──────── INPUT

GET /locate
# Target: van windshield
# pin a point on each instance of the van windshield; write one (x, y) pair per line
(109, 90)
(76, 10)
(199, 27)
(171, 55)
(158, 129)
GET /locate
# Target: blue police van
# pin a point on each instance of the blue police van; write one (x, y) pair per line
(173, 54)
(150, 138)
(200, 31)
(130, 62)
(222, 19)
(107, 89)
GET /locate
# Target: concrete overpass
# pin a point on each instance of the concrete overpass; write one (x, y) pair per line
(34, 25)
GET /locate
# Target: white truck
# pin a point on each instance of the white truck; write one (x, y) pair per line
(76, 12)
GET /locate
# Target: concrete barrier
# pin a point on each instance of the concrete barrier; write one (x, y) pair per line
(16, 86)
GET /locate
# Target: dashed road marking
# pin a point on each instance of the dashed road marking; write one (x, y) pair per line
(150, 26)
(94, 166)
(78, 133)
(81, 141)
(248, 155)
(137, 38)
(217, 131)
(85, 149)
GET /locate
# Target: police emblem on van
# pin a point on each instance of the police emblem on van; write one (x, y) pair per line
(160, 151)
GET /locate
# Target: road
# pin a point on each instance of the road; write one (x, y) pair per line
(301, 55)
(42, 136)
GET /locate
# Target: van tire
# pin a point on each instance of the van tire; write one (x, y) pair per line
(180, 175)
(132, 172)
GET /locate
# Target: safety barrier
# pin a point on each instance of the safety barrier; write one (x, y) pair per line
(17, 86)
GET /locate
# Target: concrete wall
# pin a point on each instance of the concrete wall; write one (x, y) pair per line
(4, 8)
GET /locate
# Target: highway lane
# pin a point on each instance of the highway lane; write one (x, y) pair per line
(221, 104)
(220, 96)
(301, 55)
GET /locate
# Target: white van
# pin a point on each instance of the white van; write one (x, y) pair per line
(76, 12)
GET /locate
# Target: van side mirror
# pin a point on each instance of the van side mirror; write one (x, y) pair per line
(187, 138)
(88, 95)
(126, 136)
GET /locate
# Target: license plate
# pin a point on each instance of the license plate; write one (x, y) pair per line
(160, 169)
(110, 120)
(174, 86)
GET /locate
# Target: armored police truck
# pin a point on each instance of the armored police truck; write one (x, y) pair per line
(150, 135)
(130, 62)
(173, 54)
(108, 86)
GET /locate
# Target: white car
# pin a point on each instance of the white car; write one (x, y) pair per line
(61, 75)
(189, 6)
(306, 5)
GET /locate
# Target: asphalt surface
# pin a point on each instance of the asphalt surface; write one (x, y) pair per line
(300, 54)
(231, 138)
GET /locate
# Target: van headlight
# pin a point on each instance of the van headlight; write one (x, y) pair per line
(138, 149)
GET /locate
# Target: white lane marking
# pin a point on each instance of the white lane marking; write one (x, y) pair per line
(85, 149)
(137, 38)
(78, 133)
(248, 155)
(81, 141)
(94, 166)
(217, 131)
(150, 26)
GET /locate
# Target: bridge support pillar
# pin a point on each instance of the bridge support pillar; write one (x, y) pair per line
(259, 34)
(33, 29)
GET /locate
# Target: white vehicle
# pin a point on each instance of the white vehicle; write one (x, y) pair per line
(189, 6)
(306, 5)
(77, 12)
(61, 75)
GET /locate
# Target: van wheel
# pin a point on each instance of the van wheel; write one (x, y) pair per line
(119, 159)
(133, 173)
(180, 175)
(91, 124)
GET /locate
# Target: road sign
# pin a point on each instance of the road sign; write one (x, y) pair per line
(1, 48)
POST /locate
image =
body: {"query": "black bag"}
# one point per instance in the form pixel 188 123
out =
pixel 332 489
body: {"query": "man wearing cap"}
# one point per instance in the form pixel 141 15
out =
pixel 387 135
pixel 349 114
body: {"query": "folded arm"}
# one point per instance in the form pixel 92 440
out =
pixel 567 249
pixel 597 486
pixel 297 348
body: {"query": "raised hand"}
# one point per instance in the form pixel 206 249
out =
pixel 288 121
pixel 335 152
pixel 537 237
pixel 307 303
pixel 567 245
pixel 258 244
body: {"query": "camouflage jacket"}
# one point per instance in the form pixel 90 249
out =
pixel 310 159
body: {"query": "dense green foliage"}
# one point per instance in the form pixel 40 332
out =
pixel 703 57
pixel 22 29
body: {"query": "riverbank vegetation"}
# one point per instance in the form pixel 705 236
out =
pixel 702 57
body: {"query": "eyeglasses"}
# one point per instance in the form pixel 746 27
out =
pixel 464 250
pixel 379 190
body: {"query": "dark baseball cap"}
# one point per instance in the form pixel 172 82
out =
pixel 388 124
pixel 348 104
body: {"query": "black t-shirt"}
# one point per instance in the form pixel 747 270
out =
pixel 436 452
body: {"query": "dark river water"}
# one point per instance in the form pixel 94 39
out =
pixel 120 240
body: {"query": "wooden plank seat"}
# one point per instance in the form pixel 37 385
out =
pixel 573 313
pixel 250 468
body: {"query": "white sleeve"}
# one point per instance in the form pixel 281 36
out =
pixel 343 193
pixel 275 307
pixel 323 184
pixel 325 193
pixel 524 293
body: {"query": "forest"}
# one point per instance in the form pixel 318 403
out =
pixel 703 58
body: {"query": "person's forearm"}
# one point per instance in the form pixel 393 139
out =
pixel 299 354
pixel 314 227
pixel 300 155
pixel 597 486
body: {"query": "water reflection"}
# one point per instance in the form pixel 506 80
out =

────────────────

### YOUR INSTRUCTIONS:
Identify each line in the entries with the word "water" and copy it.

### THE ANSWER:
body: {"query": "dark river water"}
body: {"query": "water reflection"}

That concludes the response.